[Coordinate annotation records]
-- START --

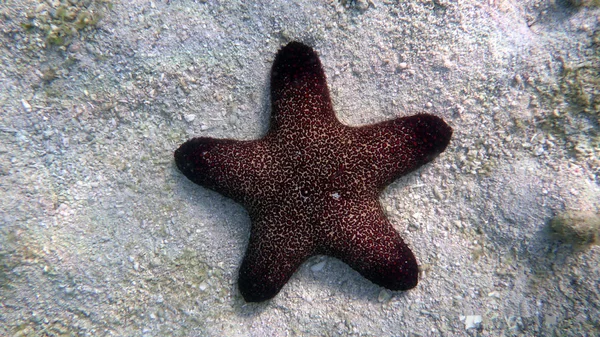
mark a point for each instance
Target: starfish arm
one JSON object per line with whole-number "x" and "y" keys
{"x": 393, "y": 148}
{"x": 299, "y": 93}
{"x": 230, "y": 167}
{"x": 359, "y": 234}
{"x": 273, "y": 254}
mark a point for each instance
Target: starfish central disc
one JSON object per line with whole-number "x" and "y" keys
{"x": 311, "y": 184}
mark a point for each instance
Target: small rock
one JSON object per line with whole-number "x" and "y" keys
{"x": 472, "y": 321}
{"x": 26, "y": 105}
{"x": 318, "y": 266}
{"x": 579, "y": 228}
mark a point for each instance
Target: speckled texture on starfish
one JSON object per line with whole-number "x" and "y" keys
{"x": 311, "y": 184}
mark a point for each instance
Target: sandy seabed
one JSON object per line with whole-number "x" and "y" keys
{"x": 100, "y": 235}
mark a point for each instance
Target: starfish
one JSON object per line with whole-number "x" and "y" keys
{"x": 311, "y": 184}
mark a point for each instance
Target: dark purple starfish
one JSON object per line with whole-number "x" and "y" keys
{"x": 311, "y": 185}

-- END --

◆ Task details
Update all of the records above so that every "starfish" becomes "sea star", leaving everything else unchanged. Omit the pictures from your answer.

◆ Response to this exercise
mark a point for each instance
Target: sea star arm
one JSON object per line with whole-number "x" and "y" keys
{"x": 393, "y": 148}
{"x": 299, "y": 93}
{"x": 230, "y": 167}
{"x": 359, "y": 234}
{"x": 273, "y": 254}
mark a point for each instance
Target: sea star central disc
one JSON object per line with whole-number "x" and "y" keys
{"x": 311, "y": 184}
mark a point for each instance
Target: small rock
one JSON object per line with whole-number "x" and "y" keys
{"x": 472, "y": 321}
{"x": 26, "y": 105}
{"x": 318, "y": 266}
{"x": 579, "y": 228}
mark a point for each instance
Target: speckled texture on sea star
one JSON object per line with whole-number "x" and "y" keys
{"x": 311, "y": 184}
mark a point for each instance
Target: sandy seabed
one JSON object per line with whole-number "x" and "y" keys
{"x": 100, "y": 235}
mark a point for each instance
Target: sea star
one JSON object per line with whole-number "x" and "y" keys
{"x": 311, "y": 184}
mark a point for each instance
Target: dark purple sea star
one JSON object per line with whole-number "x" and "y" keys
{"x": 311, "y": 185}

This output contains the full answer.